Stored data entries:
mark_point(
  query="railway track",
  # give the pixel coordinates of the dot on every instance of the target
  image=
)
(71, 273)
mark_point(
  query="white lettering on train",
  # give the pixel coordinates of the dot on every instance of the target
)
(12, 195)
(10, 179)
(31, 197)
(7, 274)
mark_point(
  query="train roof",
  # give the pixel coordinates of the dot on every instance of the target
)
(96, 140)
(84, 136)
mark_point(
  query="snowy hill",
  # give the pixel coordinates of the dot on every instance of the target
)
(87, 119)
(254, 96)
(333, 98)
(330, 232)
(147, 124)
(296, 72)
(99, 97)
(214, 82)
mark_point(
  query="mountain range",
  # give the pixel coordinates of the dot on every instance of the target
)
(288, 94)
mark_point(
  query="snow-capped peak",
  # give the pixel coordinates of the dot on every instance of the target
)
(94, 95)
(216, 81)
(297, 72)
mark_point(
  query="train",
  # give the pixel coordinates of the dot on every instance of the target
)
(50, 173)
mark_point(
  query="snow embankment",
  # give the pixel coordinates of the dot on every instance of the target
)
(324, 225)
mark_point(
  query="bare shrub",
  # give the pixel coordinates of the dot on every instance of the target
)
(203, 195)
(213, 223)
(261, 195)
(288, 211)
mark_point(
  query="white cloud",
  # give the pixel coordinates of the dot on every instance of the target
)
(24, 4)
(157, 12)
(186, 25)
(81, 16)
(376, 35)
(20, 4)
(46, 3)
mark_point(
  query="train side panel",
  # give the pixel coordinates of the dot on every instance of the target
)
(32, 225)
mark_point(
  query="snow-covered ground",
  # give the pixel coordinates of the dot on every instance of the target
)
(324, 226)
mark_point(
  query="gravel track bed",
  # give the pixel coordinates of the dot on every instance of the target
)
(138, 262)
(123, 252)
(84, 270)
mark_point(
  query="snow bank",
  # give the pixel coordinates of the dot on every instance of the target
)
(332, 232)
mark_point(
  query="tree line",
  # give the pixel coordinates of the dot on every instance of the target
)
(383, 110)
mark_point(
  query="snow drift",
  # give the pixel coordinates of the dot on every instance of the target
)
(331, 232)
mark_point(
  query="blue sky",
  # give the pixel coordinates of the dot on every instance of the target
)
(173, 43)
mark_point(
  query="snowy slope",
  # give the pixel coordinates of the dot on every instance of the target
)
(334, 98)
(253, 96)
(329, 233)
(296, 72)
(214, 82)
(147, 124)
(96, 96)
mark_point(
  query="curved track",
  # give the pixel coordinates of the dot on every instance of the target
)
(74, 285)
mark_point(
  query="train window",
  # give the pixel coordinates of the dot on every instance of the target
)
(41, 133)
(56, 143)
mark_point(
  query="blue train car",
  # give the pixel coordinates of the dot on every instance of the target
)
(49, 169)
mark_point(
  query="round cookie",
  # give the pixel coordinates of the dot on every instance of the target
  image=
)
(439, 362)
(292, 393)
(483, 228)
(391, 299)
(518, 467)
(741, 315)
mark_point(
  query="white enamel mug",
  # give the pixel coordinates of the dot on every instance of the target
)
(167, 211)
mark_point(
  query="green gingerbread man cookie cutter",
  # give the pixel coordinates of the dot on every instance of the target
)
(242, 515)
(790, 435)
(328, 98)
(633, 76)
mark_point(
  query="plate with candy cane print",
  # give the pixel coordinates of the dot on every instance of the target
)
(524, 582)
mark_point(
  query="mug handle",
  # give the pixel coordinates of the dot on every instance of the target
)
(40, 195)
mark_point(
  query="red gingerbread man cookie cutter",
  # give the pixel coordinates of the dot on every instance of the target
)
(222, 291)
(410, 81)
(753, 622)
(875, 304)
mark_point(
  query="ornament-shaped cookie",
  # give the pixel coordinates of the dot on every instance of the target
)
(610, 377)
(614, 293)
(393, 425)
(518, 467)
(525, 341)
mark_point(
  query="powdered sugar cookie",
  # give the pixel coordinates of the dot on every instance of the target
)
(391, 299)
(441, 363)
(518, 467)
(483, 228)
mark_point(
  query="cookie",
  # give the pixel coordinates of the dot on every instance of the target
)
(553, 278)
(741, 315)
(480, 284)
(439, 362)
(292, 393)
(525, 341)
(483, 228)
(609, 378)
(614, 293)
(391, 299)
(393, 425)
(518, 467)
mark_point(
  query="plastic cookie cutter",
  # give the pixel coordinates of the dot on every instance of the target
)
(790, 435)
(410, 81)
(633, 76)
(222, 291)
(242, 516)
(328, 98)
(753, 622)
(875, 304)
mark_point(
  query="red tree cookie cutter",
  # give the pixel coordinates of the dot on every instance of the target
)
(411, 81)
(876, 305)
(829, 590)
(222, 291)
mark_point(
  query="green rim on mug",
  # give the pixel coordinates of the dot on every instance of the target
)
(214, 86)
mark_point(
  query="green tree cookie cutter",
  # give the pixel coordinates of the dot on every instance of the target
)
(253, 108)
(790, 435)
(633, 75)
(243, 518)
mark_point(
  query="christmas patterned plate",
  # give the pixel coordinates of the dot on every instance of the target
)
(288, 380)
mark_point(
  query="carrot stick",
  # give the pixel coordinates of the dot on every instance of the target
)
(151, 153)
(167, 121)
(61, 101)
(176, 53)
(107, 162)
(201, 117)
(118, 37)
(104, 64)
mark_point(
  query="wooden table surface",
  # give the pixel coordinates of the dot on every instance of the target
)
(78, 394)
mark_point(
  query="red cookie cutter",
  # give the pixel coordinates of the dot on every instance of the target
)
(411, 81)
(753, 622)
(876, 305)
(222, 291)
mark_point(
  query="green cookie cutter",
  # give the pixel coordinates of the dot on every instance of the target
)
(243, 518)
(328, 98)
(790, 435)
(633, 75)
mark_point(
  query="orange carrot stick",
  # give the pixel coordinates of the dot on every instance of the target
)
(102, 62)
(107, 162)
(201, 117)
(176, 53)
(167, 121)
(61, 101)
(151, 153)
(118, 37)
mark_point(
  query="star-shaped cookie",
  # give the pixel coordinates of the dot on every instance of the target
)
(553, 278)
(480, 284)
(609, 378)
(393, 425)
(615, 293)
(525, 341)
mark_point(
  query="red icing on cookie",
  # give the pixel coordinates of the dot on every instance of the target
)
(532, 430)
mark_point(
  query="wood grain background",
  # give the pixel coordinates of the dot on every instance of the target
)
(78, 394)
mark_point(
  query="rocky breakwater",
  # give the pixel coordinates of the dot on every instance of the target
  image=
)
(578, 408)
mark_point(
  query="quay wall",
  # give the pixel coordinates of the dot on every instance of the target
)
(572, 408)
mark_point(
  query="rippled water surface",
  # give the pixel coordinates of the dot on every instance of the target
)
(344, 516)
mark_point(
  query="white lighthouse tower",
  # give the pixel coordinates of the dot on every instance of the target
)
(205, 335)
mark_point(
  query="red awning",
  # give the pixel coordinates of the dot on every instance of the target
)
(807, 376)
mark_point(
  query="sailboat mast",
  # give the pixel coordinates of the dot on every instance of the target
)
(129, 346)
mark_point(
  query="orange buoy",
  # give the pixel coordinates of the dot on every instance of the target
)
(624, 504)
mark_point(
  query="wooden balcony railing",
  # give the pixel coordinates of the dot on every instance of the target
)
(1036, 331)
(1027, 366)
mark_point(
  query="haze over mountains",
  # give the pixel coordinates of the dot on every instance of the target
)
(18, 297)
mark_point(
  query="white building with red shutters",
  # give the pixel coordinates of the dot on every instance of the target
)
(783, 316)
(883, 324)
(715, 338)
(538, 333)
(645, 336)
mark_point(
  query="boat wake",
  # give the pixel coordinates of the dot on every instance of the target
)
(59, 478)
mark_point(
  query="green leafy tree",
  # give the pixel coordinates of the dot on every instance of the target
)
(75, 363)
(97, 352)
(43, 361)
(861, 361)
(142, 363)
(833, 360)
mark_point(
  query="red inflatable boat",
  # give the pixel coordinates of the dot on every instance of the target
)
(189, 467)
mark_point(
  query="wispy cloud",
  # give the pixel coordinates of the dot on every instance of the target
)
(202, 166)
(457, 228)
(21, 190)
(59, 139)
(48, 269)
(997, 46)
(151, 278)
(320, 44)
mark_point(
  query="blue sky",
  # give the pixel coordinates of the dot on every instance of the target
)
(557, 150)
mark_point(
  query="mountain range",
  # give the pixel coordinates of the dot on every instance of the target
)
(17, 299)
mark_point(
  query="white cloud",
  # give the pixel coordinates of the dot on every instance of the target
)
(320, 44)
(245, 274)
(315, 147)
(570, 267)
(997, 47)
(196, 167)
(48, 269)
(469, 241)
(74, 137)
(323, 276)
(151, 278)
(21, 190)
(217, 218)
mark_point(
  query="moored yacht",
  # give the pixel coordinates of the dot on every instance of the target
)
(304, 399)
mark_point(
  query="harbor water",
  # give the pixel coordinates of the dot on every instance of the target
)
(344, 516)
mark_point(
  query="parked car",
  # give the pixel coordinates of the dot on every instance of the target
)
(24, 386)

▸ **What the task asks**:
When a line in the records above contains the word "plate", copy it.

▸ **Answer section**:
  query="plate with candy cane print",
  query="christmas patterned plate",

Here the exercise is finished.